What this task involves - Wherever the string "shrub" shows up in the data below, copy the whole line.

#### Data excerpts

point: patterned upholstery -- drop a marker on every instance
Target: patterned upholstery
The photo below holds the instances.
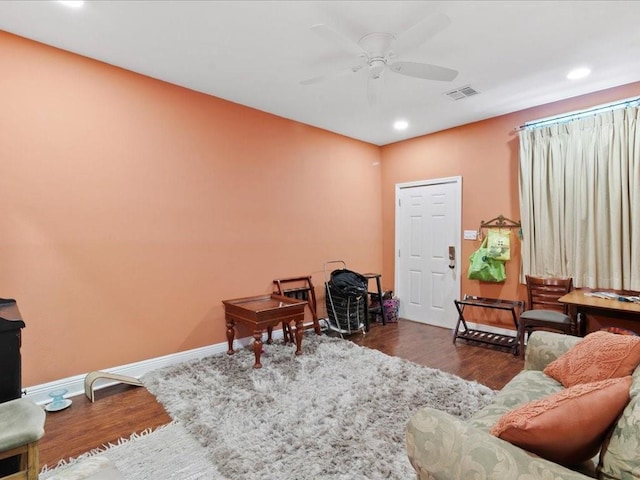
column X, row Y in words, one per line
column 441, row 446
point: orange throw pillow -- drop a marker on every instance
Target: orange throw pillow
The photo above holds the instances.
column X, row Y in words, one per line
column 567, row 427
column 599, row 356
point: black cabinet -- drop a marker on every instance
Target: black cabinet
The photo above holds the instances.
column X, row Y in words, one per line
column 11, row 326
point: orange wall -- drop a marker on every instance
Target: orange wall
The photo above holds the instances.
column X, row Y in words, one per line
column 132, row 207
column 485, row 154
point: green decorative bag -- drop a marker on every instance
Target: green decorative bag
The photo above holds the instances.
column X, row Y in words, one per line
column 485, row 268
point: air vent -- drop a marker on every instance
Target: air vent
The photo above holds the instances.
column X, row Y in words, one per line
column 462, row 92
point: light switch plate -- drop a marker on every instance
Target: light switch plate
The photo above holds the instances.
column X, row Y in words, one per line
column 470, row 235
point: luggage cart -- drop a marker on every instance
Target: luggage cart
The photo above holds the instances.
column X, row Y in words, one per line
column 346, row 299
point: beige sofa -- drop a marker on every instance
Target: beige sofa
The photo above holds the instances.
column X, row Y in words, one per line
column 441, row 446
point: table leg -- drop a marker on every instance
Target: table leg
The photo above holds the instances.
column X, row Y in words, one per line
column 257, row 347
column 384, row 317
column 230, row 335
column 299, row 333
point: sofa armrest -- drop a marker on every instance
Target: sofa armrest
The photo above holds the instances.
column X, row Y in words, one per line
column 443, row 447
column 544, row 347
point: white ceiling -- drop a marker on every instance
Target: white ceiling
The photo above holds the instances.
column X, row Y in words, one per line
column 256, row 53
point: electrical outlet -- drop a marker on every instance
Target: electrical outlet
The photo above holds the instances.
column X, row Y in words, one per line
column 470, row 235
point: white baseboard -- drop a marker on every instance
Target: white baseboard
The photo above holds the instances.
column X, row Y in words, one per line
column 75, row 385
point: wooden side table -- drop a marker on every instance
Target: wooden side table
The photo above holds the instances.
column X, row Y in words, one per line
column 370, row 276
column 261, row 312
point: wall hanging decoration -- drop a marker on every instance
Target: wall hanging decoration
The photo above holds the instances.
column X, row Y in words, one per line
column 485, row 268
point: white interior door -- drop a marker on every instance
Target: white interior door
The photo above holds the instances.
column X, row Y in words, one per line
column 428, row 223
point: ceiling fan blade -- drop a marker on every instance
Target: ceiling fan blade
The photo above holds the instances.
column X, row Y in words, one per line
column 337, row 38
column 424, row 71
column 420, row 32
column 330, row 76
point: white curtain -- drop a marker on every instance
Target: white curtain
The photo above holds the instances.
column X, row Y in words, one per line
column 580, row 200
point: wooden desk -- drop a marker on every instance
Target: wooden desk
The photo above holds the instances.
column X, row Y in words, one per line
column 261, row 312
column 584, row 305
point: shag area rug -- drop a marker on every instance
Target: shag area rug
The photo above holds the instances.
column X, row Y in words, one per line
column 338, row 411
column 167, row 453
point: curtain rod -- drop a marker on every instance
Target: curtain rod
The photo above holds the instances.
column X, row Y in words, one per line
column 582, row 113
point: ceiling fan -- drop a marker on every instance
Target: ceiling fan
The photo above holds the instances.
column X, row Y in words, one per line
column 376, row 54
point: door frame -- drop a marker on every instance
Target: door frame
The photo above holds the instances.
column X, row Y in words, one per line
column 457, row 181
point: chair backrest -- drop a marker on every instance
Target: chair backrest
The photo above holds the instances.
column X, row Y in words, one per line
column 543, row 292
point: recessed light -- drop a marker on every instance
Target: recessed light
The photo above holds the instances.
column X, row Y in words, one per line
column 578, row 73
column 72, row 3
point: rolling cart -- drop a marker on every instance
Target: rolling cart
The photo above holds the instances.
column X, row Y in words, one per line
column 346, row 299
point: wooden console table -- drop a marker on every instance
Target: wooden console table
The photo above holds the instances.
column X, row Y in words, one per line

########
#### Data excerpts

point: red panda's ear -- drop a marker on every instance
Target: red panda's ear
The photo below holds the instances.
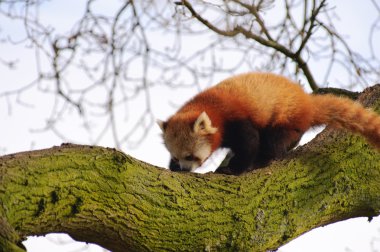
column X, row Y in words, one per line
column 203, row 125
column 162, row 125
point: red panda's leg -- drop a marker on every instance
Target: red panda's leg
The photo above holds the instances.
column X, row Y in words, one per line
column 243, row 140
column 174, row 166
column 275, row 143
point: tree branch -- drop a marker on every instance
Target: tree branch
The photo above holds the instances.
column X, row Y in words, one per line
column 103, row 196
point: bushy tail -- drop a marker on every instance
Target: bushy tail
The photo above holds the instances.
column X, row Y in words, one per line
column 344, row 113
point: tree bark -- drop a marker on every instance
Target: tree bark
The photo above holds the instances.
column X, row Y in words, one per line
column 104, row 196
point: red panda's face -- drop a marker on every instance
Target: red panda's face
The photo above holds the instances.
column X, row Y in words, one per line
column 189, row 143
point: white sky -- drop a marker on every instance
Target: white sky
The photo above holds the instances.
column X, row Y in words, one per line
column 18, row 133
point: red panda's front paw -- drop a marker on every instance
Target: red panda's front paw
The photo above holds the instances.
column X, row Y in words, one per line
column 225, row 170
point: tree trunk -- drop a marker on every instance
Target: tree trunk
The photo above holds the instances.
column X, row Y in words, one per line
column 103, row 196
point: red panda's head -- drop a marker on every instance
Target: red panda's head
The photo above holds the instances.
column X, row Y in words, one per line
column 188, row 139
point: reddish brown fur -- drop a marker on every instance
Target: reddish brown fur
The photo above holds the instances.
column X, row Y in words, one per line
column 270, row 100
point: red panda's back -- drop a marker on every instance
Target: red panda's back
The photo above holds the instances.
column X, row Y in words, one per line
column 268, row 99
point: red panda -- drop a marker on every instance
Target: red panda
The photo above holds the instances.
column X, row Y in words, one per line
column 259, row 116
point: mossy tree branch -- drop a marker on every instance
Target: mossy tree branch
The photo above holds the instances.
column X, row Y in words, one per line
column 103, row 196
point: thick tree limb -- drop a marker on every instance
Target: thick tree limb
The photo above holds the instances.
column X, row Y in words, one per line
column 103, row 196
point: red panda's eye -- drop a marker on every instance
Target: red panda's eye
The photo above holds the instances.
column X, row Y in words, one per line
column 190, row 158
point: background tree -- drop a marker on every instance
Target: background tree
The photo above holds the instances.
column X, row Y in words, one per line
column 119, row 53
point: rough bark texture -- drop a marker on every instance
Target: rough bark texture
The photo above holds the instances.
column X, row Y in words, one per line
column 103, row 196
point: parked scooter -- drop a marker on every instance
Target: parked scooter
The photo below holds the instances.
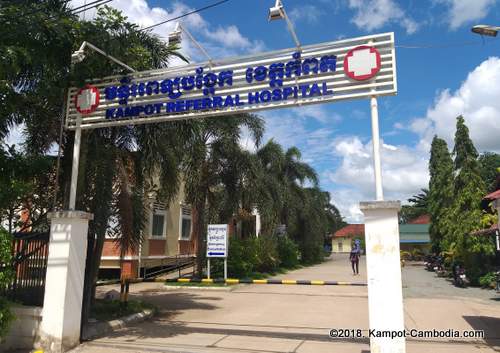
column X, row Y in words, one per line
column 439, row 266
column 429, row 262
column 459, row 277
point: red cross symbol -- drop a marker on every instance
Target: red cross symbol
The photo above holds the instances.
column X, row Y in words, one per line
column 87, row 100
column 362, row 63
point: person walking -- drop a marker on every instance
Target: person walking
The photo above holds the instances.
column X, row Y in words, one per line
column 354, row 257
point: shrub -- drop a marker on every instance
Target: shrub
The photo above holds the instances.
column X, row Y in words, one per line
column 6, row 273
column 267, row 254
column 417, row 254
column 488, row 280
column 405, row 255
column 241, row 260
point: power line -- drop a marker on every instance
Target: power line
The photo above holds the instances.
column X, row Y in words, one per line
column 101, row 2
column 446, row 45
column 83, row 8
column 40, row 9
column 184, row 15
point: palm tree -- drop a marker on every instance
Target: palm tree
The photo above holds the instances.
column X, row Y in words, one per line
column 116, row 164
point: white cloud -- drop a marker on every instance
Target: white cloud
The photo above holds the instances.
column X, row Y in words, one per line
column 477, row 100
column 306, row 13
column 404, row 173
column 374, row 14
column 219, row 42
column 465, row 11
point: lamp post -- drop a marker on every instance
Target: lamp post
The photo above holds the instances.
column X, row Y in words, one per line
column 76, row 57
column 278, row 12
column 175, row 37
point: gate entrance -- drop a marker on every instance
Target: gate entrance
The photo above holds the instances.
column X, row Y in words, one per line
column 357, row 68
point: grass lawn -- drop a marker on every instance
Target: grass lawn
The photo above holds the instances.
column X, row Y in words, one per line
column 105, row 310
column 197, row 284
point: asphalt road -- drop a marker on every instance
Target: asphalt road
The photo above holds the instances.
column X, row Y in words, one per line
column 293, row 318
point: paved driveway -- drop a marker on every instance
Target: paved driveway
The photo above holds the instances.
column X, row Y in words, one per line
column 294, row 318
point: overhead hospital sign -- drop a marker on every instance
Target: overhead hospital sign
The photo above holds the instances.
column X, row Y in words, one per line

########

Task response -
point: shrub -- drop a marker on every instance
Target: shrub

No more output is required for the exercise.